Task objective: Copy all the lines of the data that include the word "wheat".

Data listing:
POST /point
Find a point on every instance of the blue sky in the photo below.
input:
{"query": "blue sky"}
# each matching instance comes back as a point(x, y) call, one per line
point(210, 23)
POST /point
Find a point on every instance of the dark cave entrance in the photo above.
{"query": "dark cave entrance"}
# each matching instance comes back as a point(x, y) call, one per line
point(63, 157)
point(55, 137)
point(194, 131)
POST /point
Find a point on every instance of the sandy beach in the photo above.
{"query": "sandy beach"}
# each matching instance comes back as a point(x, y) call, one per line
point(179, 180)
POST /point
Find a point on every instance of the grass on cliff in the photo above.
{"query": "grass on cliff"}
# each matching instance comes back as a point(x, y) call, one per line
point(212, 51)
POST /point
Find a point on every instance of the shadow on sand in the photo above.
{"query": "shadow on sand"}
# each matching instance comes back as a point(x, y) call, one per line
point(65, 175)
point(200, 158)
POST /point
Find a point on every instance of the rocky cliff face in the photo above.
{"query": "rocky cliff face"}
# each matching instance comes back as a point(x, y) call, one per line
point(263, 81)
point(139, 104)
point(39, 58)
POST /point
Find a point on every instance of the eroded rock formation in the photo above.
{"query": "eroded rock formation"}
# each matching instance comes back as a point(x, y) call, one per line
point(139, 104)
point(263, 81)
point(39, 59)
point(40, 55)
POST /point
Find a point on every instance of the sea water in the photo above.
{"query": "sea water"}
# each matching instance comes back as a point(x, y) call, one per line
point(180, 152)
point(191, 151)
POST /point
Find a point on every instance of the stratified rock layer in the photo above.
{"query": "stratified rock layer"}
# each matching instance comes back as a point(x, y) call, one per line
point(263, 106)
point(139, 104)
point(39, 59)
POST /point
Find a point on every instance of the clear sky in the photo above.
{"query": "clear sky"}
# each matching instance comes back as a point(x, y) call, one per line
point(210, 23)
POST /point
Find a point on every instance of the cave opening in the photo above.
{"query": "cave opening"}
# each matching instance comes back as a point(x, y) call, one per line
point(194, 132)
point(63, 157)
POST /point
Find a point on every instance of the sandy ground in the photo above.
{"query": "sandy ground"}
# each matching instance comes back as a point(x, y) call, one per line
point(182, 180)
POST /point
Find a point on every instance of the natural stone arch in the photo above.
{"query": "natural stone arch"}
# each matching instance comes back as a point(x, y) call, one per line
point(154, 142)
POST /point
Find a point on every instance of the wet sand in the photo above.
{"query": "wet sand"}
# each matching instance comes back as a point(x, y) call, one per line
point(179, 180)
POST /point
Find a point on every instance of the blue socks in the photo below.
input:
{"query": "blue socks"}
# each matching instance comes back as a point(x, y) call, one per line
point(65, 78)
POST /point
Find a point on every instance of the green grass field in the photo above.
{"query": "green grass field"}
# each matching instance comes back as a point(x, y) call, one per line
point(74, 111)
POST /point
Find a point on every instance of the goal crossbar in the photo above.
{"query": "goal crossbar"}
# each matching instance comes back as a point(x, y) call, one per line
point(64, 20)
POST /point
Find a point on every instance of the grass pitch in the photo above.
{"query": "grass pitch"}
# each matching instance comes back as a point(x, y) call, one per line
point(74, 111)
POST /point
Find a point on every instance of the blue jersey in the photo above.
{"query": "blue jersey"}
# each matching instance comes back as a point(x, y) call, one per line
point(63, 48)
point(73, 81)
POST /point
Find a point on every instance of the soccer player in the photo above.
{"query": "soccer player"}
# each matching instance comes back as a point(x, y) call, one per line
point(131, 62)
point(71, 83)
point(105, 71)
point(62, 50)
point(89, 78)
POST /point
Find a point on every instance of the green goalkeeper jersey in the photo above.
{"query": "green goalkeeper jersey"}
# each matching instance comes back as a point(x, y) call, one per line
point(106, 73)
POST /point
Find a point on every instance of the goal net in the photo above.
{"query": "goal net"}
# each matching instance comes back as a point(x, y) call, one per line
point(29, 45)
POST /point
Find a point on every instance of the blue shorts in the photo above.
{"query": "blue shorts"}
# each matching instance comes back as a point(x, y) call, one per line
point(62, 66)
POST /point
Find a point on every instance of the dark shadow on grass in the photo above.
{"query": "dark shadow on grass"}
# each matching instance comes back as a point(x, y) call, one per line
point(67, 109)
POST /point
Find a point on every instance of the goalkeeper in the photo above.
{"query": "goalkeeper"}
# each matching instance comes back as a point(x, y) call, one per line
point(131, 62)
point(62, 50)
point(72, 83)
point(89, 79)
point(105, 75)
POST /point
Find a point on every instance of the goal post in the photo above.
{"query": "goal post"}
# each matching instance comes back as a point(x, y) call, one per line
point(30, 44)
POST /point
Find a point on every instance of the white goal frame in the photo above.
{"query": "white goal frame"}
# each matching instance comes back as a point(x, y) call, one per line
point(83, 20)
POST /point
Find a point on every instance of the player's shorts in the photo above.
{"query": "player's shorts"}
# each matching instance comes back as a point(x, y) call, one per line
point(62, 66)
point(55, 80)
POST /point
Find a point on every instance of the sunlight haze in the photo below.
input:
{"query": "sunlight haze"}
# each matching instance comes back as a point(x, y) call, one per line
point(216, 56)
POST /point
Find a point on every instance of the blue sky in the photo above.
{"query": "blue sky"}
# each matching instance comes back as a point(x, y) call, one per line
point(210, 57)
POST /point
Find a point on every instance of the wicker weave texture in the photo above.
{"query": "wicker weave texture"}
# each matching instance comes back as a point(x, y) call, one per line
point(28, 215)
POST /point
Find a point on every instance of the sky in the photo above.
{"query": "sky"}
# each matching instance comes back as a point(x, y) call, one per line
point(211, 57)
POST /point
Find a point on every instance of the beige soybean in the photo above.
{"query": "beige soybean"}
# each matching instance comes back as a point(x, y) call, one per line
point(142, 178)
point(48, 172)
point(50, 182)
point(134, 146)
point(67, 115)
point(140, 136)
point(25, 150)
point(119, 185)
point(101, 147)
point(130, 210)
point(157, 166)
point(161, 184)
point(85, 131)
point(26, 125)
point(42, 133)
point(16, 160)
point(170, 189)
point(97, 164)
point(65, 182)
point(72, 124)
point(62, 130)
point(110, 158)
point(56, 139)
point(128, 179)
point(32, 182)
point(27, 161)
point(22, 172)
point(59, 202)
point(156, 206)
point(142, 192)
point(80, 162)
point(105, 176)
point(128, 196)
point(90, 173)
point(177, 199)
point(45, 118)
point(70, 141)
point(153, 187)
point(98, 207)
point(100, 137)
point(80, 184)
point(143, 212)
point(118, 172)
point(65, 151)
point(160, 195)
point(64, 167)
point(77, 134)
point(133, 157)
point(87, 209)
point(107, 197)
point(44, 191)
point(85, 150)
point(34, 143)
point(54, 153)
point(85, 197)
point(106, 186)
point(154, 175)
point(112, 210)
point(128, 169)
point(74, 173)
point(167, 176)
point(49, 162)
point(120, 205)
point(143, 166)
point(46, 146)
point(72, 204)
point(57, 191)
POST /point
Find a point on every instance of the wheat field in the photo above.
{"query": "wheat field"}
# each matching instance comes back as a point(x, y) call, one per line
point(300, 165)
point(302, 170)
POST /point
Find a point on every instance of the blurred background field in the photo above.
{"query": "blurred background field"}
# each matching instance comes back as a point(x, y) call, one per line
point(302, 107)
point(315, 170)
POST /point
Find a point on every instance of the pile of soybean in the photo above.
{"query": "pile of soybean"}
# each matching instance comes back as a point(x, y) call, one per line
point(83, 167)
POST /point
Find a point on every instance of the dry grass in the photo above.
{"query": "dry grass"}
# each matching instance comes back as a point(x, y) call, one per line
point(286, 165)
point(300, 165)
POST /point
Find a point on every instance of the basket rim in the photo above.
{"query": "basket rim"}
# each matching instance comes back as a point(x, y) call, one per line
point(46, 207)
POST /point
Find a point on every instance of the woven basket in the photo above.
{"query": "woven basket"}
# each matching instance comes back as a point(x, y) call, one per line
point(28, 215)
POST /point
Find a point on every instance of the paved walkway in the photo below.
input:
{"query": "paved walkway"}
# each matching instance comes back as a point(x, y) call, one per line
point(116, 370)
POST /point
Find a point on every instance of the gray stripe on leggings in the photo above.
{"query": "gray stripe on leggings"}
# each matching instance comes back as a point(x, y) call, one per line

Problem solution:
Find a point on every instance of the wheat field in the photo above.
{"query": "wheat field"}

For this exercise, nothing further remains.